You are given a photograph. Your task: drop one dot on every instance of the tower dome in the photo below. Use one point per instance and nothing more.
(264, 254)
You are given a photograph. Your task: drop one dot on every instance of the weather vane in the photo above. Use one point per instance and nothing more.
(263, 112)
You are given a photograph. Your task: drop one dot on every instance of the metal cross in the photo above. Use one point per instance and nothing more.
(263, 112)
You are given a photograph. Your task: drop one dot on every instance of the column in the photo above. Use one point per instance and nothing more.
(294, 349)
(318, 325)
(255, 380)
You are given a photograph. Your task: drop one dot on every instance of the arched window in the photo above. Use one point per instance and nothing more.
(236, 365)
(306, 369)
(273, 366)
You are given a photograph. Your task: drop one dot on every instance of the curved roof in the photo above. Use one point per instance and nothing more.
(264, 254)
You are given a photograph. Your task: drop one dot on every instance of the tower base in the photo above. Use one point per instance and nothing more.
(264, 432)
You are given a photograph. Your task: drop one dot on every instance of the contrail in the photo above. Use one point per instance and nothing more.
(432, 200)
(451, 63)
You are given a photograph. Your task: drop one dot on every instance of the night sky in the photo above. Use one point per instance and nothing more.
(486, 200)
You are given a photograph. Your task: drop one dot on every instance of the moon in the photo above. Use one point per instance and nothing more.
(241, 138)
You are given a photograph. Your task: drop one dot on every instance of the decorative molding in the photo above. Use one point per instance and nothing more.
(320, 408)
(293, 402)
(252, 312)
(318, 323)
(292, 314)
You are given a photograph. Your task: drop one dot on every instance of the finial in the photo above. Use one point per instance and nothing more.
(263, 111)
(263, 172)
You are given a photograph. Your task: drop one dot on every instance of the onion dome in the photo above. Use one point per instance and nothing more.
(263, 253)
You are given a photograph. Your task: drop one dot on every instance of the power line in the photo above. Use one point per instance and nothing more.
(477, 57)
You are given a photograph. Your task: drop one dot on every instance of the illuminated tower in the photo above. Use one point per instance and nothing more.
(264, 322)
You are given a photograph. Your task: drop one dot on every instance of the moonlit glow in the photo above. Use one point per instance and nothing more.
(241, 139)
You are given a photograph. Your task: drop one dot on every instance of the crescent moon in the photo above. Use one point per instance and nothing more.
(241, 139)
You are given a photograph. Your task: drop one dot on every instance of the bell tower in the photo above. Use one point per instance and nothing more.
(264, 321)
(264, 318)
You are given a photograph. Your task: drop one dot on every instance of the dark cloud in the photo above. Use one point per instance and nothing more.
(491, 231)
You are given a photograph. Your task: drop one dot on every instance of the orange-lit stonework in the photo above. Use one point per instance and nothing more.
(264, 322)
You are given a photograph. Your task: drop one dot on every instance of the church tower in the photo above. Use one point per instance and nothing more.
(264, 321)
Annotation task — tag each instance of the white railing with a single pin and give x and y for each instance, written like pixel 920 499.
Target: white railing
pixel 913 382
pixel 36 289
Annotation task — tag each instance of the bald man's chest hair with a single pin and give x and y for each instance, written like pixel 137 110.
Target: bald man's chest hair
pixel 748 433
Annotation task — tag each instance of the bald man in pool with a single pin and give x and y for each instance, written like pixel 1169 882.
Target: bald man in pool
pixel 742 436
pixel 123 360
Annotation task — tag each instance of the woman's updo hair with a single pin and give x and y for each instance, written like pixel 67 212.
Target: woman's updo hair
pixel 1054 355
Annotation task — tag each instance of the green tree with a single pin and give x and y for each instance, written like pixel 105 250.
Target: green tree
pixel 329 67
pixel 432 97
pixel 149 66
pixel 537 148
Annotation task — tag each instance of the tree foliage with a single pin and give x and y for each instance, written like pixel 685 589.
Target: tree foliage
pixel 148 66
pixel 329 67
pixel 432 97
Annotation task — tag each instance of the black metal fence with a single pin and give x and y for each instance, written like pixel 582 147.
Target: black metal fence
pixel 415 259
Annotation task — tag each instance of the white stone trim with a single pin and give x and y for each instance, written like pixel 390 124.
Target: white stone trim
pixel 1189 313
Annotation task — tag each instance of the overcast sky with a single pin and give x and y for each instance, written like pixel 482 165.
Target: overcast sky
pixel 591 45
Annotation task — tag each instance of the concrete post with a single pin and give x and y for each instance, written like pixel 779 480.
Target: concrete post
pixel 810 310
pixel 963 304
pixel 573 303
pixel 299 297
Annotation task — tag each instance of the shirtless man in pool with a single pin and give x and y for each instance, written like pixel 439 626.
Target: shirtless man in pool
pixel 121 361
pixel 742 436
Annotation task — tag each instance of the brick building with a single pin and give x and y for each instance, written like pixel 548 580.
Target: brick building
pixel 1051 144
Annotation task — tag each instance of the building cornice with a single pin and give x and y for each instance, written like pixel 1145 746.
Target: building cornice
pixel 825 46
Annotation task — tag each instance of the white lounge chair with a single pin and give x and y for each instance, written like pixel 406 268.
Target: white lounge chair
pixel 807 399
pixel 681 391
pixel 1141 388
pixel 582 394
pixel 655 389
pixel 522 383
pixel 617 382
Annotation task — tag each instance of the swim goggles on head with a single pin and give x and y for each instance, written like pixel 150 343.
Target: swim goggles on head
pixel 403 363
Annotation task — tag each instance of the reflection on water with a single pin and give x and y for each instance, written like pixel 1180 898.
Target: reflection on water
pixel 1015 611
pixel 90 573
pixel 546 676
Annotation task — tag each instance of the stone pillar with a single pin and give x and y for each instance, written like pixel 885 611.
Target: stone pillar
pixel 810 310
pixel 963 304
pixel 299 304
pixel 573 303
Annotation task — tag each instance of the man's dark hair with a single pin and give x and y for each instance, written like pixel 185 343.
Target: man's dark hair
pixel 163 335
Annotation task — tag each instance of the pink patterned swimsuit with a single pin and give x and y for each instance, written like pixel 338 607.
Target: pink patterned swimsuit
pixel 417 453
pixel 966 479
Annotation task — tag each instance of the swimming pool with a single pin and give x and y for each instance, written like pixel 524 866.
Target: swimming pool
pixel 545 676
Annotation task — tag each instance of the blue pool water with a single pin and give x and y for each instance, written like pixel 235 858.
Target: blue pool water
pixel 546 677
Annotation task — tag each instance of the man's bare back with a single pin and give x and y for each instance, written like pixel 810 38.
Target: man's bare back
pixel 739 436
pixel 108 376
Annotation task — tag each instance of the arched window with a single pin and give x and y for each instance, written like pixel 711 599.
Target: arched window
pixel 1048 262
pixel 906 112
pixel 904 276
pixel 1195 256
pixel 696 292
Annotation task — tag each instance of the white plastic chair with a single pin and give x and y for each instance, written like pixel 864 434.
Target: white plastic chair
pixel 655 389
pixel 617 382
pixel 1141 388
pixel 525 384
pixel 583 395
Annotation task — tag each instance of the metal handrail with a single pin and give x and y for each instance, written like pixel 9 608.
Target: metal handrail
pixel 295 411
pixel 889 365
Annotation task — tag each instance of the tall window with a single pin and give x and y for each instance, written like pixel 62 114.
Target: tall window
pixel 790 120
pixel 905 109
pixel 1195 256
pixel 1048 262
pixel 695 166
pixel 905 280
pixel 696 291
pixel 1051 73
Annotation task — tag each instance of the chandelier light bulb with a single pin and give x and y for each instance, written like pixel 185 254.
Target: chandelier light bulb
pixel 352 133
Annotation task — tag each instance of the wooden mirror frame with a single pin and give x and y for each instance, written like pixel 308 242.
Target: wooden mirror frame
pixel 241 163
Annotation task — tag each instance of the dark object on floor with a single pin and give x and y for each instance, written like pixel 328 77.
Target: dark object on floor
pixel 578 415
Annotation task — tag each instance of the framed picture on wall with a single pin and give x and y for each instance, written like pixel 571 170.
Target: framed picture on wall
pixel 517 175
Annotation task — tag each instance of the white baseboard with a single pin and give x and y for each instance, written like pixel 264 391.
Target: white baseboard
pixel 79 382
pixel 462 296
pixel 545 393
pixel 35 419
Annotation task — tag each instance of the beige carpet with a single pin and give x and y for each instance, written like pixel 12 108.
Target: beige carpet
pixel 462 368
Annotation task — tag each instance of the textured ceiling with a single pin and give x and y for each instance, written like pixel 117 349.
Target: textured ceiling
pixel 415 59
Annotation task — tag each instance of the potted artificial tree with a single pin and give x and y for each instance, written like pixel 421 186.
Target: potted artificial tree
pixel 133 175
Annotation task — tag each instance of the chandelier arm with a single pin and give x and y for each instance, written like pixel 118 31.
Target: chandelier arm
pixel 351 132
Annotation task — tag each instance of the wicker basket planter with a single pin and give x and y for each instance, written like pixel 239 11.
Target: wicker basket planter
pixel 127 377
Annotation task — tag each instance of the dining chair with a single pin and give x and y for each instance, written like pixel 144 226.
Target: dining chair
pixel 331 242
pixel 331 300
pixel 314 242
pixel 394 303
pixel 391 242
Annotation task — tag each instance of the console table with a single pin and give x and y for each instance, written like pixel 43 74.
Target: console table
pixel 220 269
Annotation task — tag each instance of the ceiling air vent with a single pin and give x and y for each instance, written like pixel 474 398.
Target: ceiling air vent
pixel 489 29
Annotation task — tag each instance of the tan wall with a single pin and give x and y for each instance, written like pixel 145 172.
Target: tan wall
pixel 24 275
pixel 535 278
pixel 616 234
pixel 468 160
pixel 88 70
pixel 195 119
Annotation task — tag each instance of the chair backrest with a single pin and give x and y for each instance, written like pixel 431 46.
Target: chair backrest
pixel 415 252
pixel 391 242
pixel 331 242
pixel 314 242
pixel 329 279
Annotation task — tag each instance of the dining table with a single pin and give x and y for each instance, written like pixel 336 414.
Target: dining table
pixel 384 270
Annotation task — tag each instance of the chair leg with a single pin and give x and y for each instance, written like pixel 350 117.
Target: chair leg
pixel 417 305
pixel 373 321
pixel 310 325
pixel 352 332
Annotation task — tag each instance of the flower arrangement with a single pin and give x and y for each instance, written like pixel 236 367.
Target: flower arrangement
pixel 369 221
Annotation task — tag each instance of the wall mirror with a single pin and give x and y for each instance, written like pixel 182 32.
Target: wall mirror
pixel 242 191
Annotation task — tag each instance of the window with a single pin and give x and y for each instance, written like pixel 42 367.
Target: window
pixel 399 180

**Activity:**
Only the lines above from the one with "Target: white lounge chair" through the one with "Annotation task — tag each instance of the swim goggles" should be duplicated, character for character.

**Exercise result:**
Target: white lounge chair
pixel 807 399
pixel 681 391
pixel 1141 388
pixel 582 394
pixel 655 389
pixel 522 383
pixel 617 382
Annotation task — tag each instance of the swim goggles on head with a single pin and give x and y for each instance, written like pixel 150 343.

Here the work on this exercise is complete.